'''

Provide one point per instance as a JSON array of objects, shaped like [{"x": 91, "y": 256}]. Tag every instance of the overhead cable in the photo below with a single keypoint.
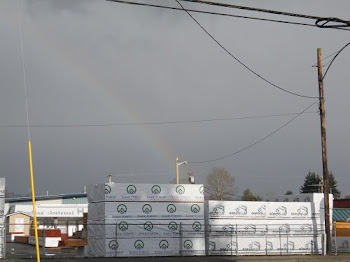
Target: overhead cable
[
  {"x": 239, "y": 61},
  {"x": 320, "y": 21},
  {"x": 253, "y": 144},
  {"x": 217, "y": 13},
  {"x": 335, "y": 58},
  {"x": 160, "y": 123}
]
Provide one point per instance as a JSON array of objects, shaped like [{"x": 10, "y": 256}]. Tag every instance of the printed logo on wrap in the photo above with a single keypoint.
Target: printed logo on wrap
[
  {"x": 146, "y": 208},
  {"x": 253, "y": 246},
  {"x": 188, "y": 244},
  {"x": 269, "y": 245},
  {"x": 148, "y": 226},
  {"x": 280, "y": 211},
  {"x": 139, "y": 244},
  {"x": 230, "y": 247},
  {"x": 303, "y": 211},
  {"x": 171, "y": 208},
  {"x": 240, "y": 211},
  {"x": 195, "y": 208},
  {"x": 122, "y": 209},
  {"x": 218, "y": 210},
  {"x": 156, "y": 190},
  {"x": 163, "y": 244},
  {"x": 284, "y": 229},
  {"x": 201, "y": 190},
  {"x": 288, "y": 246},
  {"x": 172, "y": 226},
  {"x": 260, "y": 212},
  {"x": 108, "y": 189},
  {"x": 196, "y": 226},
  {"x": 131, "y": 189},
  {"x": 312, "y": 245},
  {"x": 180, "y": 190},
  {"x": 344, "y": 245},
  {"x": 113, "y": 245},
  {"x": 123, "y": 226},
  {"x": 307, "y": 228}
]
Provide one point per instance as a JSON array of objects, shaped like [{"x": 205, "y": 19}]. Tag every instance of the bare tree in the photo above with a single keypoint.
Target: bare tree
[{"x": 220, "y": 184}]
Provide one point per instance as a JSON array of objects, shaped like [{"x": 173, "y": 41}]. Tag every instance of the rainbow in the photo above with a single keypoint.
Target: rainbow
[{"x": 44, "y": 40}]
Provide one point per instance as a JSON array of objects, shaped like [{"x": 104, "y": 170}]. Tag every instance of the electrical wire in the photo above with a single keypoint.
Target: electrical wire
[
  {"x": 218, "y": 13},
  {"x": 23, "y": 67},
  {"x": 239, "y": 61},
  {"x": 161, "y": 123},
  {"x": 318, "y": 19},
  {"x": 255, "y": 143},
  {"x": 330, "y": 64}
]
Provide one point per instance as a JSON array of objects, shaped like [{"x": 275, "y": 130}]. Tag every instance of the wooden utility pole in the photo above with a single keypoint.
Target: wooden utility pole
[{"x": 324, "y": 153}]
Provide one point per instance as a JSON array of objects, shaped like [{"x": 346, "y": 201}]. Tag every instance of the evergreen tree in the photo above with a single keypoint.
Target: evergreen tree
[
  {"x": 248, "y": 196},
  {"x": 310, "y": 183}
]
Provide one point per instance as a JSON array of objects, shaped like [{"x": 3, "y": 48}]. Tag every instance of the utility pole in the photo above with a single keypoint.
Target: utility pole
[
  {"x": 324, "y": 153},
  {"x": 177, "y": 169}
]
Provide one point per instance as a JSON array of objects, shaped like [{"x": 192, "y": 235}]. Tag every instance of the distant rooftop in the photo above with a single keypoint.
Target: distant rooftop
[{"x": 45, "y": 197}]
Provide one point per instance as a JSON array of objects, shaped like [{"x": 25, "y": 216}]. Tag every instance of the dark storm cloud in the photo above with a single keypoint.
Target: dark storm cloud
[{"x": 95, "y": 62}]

'''

### PROBLEM TO WORK ON
Above are records with pictures; repeat the records exactly and leave the pictures out.

### SOLUTION TO THIS PROBLEM
Provide one point per instance as a JSON array of objects, shaped like [{"x": 91, "y": 256}]. Tag every instance of the overhead cable in the photo below with a single keypoint.
Target: overhead cable
[
  {"x": 239, "y": 61},
  {"x": 320, "y": 21},
  {"x": 253, "y": 144},
  {"x": 217, "y": 13},
  {"x": 335, "y": 58},
  {"x": 160, "y": 123}
]
Provide one point per instance as a JSON array of objects, shaped like [{"x": 10, "y": 256}]. Tag every instance of the printed logo on wrap in the photo above with a single keypoint.
Target: printed logo on wrap
[
  {"x": 146, "y": 208},
  {"x": 253, "y": 246},
  {"x": 188, "y": 244},
  {"x": 269, "y": 245},
  {"x": 148, "y": 226},
  {"x": 280, "y": 211},
  {"x": 139, "y": 244},
  {"x": 230, "y": 247},
  {"x": 303, "y": 211},
  {"x": 171, "y": 208},
  {"x": 240, "y": 211},
  {"x": 195, "y": 208},
  {"x": 122, "y": 209},
  {"x": 218, "y": 210},
  {"x": 156, "y": 190},
  {"x": 163, "y": 244},
  {"x": 284, "y": 229},
  {"x": 201, "y": 190},
  {"x": 288, "y": 246},
  {"x": 172, "y": 226},
  {"x": 260, "y": 212},
  {"x": 108, "y": 189},
  {"x": 196, "y": 226},
  {"x": 131, "y": 189},
  {"x": 312, "y": 245},
  {"x": 180, "y": 190},
  {"x": 344, "y": 245},
  {"x": 113, "y": 245},
  {"x": 123, "y": 226},
  {"x": 307, "y": 228}
]
Provide one point per instance as a JSON array of objects, shaped like [{"x": 205, "y": 19}]. Tag every instance of the bare tree in the photo above with a single keypoint.
Target: bare tree
[{"x": 220, "y": 184}]
Provide one point per instance as a JSON array of objects, shaped like [{"x": 173, "y": 41}]. Tag every instance of the rainbow in the photo above with a single keypoint.
Target: rainbow
[{"x": 44, "y": 40}]
Provide one point per instance as a JSON array of objects, shaped like [{"x": 104, "y": 170}]. Tag every instance of the electrical wire in the photo above with a single keypoint.
Target: electrical wire
[
  {"x": 218, "y": 13},
  {"x": 23, "y": 67},
  {"x": 239, "y": 61},
  {"x": 161, "y": 123},
  {"x": 318, "y": 19},
  {"x": 255, "y": 143},
  {"x": 330, "y": 64}
]
Provide one point per instance as a JSON array of objects, shaped like [{"x": 275, "y": 130}]. Tag every instance of the wooden utility pole in the photo above with a single keypoint.
Target: wooden utility pole
[{"x": 324, "y": 153}]
Provide one point per instance as a JSON array of objects, shaped like [{"x": 346, "y": 201}]. Tag every instance of the evergreen tree in the photo above with a single keypoint.
Target: evergreen tree
[
  {"x": 248, "y": 196},
  {"x": 310, "y": 183}
]
Provide one point per instance as a JSON array of objects, shaped like [{"x": 3, "y": 48}]. Tag every instance of the utility pole in the photo above with a single keypoint.
Target: utility pole
[
  {"x": 324, "y": 153},
  {"x": 177, "y": 169}
]
Provide one point per instance as a JSON array of objects, shaped like [{"x": 192, "y": 235}]. Tag every instance of the distant rooftop in the photo above with a single keypoint.
Target: distant rooftop
[{"x": 45, "y": 197}]
Provide one point per instance as a JSON array of objects, shaped like [{"x": 25, "y": 216}]. Tag every instance of the dark storm cloud in the photo above with a single keypoint.
Target: dark storm cloud
[{"x": 95, "y": 62}]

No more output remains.